START EXERCISE MATERIALS
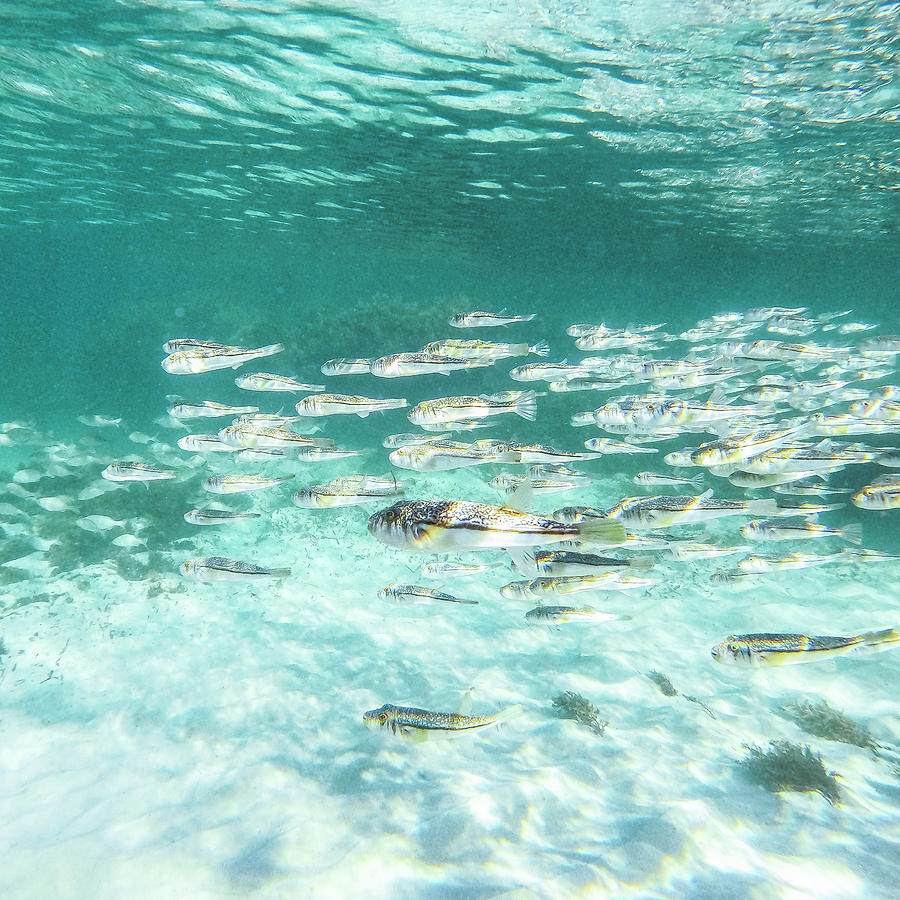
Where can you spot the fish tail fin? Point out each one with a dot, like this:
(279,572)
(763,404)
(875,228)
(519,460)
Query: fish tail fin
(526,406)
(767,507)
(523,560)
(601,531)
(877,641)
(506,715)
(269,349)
END EXERCISE MATERIALS
START EXERCISE MATERIALS
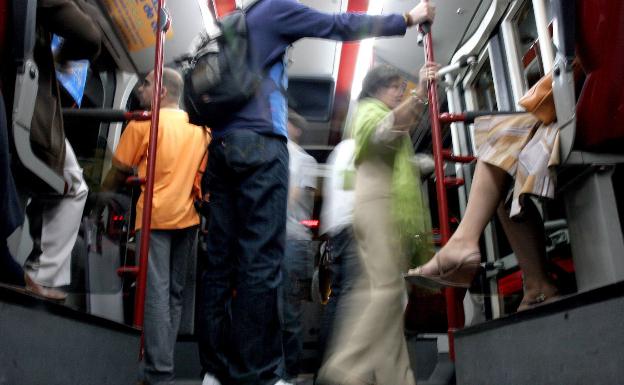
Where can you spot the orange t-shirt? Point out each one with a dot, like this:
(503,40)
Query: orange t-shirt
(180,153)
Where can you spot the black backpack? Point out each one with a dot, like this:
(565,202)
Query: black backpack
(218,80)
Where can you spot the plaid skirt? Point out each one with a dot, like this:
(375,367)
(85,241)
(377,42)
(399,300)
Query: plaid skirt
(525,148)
END EXERCISE MATERIALS
YOUR GOAL :: From the records above, return each line that includes "like".

SOLUTION FOR THIS EXERCISE ::
Where can you spot the fish tail fin? Point out each one with a dot, like this:
Where can you spot the orange t-shirt? Point out each one with a dot, like this:
Where can you spot the black backpack? Point out each one with a dot, like this:
Where can you spot the plaid skirt? Point out each one with a dot, like this:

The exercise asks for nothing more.